Challenge:
State how many lines in the items below contain the word "helmet", with case taken into account. Respond with the number alone.

Dataset records:

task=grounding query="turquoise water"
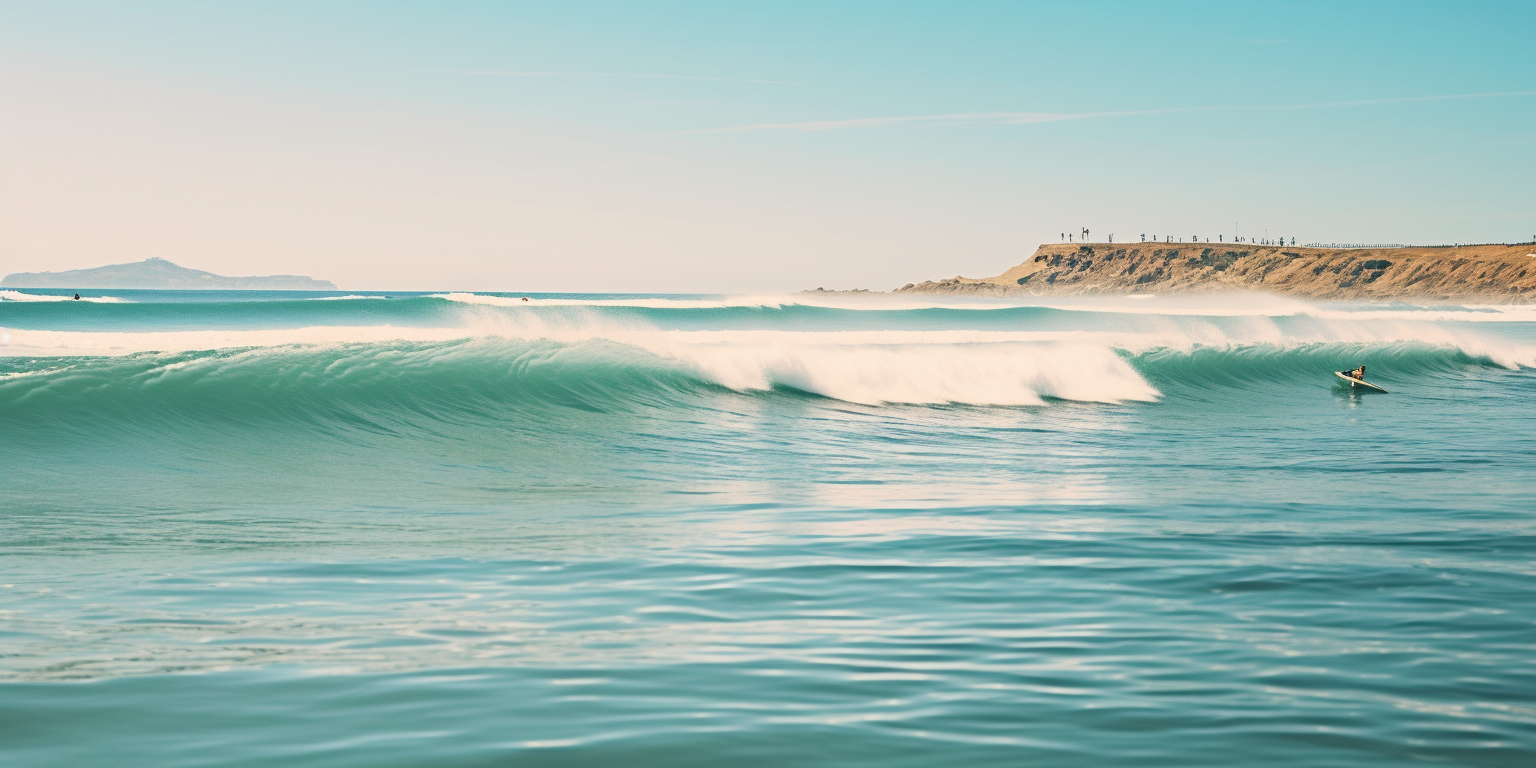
[0,289,1536,768]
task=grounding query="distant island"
[0,258,336,290]
[895,243,1536,303]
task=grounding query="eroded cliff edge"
[897,243,1536,303]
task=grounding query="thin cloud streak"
[453,69,805,86]
[678,91,1536,135]
[670,109,1177,135]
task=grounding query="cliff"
[0,258,336,290]
[897,243,1536,303]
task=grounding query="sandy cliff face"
[899,243,1536,303]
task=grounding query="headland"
[895,243,1536,304]
[0,258,336,290]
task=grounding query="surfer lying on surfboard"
[1333,366,1387,392]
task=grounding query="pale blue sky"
[0,2,1536,292]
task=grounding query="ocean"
[0,289,1536,768]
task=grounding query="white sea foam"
[0,290,132,304]
[0,293,1536,404]
[432,292,1536,323]
[432,293,796,309]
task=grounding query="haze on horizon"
[0,2,1536,292]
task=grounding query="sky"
[0,0,1536,293]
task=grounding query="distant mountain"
[0,258,336,290]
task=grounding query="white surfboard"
[1333,370,1387,395]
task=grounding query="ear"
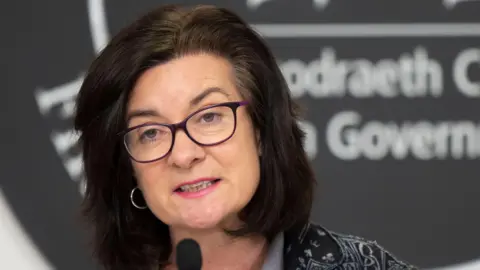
[255,130,262,156]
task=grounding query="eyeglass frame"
[118,101,248,163]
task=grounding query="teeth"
[180,181,212,192]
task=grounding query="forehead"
[129,54,239,108]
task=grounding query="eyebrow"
[127,87,230,123]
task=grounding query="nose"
[167,130,205,169]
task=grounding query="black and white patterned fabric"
[284,223,418,270]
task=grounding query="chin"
[182,210,242,230]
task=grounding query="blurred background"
[0,0,480,270]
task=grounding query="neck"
[170,228,268,269]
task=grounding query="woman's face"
[127,54,260,229]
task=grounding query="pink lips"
[173,178,220,199]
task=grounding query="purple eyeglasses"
[122,101,248,163]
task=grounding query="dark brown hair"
[75,6,315,270]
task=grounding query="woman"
[75,6,413,270]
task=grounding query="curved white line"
[87,0,109,54]
[0,188,54,270]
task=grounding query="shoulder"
[285,223,417,270]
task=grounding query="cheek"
[134,163,168,199]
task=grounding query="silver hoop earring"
[130,187,147,210]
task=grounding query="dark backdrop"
[0,0,480,269]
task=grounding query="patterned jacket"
[284,223,418,270]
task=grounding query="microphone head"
[176,238,202,270]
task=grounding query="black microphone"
[176,238,202,270]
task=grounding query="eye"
[201,112,221,123]
[142,128,159,139]
[138,128,168,143]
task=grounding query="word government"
[279,47,480,98]
[326,111,480,160]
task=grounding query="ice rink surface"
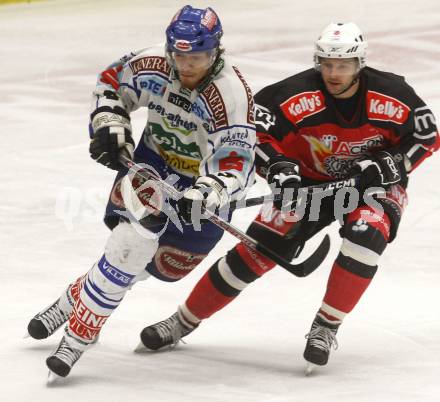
[0,0,440,402]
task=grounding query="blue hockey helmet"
[166,5,223,53]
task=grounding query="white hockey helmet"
[314,22,367,70]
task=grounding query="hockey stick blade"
[257,234,330,278]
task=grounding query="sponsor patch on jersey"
[201,83,228,130]
[156,145,200,176]
[367,91,410,124]
[168,92,191,113]
[151,124,202,160]
[154,246,206,279]
[110,177,125,208]
[129,56,171,75]
[218,151,245,172]
[220,130,252,149]
[138,74,168,96]
[280,91,326,124]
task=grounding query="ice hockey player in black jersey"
[141,23,439,374]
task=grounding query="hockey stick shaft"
[120,155,330,277]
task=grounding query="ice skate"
[46,336,83,384]
[135,313,195,353]
[304,316,339,375]
[24,286,73,339]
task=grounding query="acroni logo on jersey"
[280,91,326,124]
[367,91,410,124]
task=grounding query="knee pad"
[208,248,260,297]
[104,222,159,276]
[337,210,390,278]
[146,244,207,282]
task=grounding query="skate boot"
[135,313,196,352]
[46,335,84,384]
[304,315,340,374]
[27,286,73,339]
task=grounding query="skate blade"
[304,363,316,377]
[46,370,64,387]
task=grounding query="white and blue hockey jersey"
[92,46,256,196]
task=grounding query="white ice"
[0,0,440,402]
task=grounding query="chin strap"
[332,73,359,96]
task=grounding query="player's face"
[171,52,215,90]
[320,58,359,98]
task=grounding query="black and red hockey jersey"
[255,67,440,180]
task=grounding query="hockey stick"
[119,155,330,277]
[229,175,360,210]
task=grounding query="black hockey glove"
[353,150,407,191]
[266,155,301,209]
[89,100,134,170]
[89,126,134,170]
[177,175,229,225]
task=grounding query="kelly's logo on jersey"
[280,91,326,124]
[367,91,410,124]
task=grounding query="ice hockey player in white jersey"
[28,6,255,379]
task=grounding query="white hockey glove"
[177,173,237,224]
[266,155,301,209]
[89,91,134,170]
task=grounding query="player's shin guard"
[304,211,389,365]
[319,210,390,323]
[181,243,274,324]
[46,223,157,376]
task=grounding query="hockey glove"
[266,155,301,209]
[354,150,407,191]
[177,175,229,225]
[89,91,134,170]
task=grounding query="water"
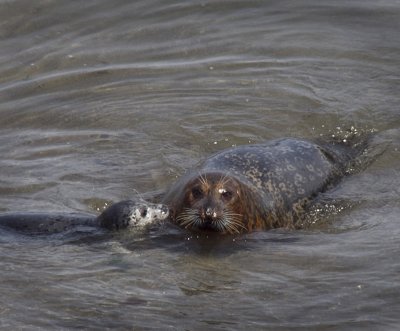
[0,0,400,330]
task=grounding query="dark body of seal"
[162,138,361,234]
[0,200,169,234]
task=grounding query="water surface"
[0,0,400,330]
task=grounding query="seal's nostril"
[140,207,147,217]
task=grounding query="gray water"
[0,0,400,330]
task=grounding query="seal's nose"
[160,205,169,218]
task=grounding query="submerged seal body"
[0,200,169,234]
[162,138,366,234]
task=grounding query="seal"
[162,138,364,234]
[0,200,169,234]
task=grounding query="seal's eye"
[139,207,147,217]
[218,188,233,201]
[192,187,203,199]
[221,191,233,201]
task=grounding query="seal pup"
[0,200,169,234]
[162,138,366,234]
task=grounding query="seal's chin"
[176,208,246,234]
[194,220,222,233]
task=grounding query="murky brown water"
[0,0,400,330]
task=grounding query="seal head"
[162,138,366,234]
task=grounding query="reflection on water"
[0,0,400,330]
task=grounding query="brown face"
[176,174,246,234]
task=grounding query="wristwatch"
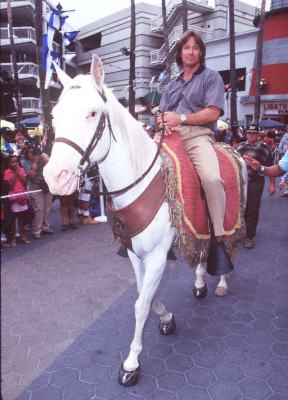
[180,114,187,125]
[257,165,265,176]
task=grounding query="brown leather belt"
[106,170,166,250]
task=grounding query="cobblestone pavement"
[2,187,288,400]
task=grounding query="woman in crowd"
[23,144,53,239]
[3,155,30,247]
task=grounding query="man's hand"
[243,155,261,171]
[268,183,276,196]
[156,111,181,135]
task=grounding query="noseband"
[53,91,164,196]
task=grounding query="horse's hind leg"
[118,250,166,386]
[193,263,208,299]
[215,247,238,297]
[152,298,176,335]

Finished answer:
2